### Selected text
## start
As House Sales Rise & Stocks Fall, Should We Build More Homes?

3 June 2016 – Idealista

In 2016, the number of house sales is forecast to rise by 10% to 440,000 operations, almost 40,000 more than last year. This increase in the volume of transactions is also expected to result in a 25% reduction in the stock of unsold new homes, without exerting excessive pressure on house prices, which are predicted to rise by 3.8%. That is the outlook described by Servihabitat for the next few months. (…).

In this vein, the number of unsold new homes has been gradually decreasing in recent years. According to Servihabitat, the stock will decrease by 125,000 properties during 2016, to 367,500, which represents a decrease of 25% compared with 2015. By contrast, construction of 44,600 homes will be started this year and another 50,800 residential properties will be finished.

The statistics have opened a debate over whether the rate of residential construction should be increased or not. Like everything in this life, it depends. The post-crisis real estate market is moving at double speed and, whilst in some places everything that is being built is being sold; in other areas, there is barely any demand and there is a huge stock of homes constructed during the boom years, for which there are no buyers.
## end
### Exercise set
1. In the article on house sales, by what percentage are house prices predicted to rise?
2. List each distinct percentage figure in the article on house sales, with what it measures.

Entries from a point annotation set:
## start
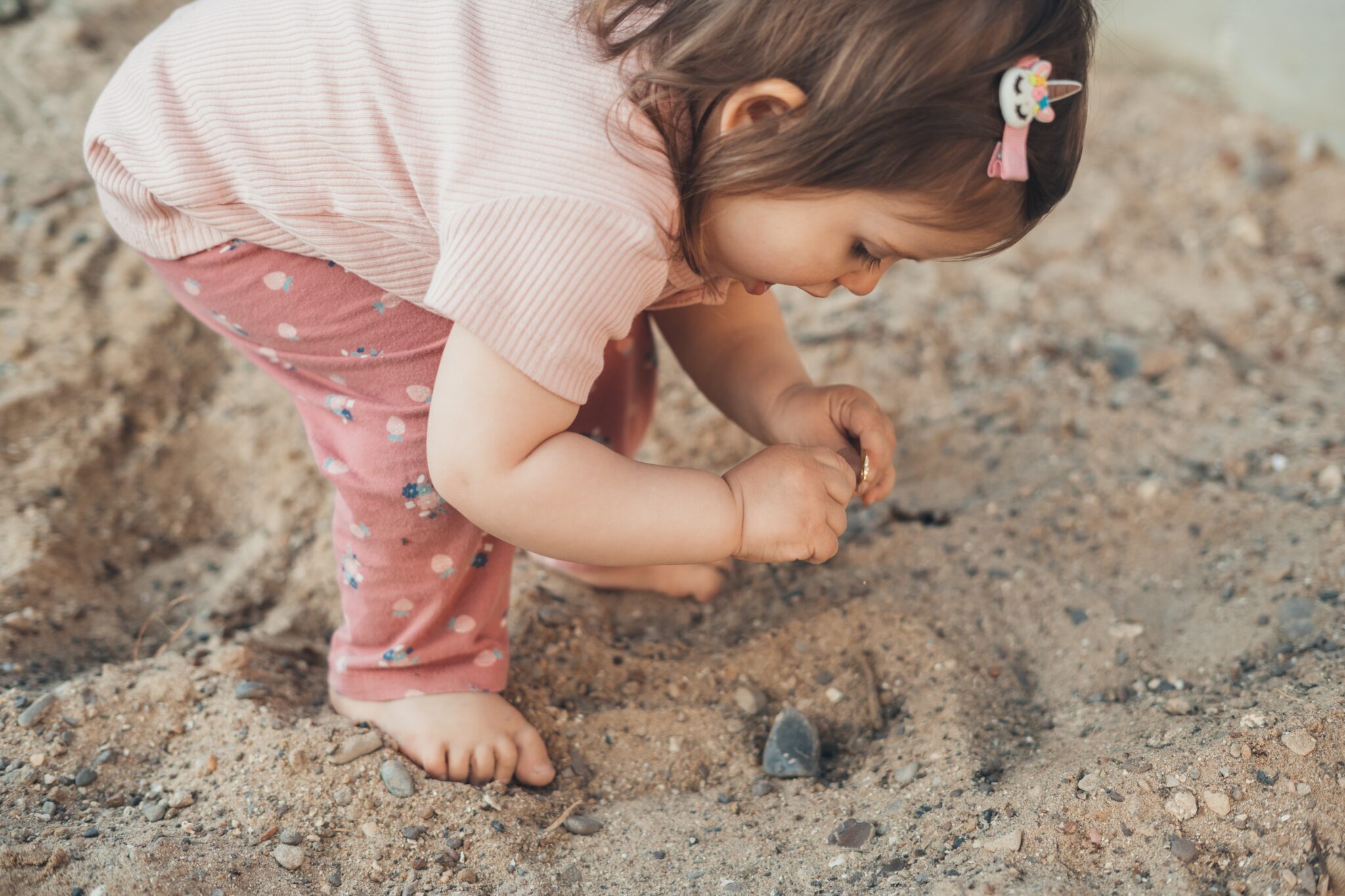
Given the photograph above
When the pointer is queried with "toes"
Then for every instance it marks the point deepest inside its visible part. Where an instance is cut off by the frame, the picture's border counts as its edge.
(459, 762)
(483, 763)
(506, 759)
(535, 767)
## end
## start
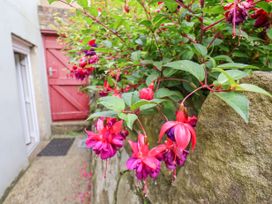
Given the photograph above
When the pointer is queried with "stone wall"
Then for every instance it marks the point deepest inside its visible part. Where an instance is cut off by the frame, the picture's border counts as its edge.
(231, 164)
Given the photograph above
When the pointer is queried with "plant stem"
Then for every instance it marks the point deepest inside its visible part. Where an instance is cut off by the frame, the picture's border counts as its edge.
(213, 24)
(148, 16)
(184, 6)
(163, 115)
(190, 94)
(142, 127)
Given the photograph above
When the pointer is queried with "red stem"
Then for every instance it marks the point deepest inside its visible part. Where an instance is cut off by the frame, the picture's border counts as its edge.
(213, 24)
## end
### Exercise responses
1. 3.8%

2.
- 10%: the forecast rise in the number of house sales in 2016
- 25%: the expected reduction in the stock of unsold new homes compared with 2015
- 3.8%: the predicted rise in house prices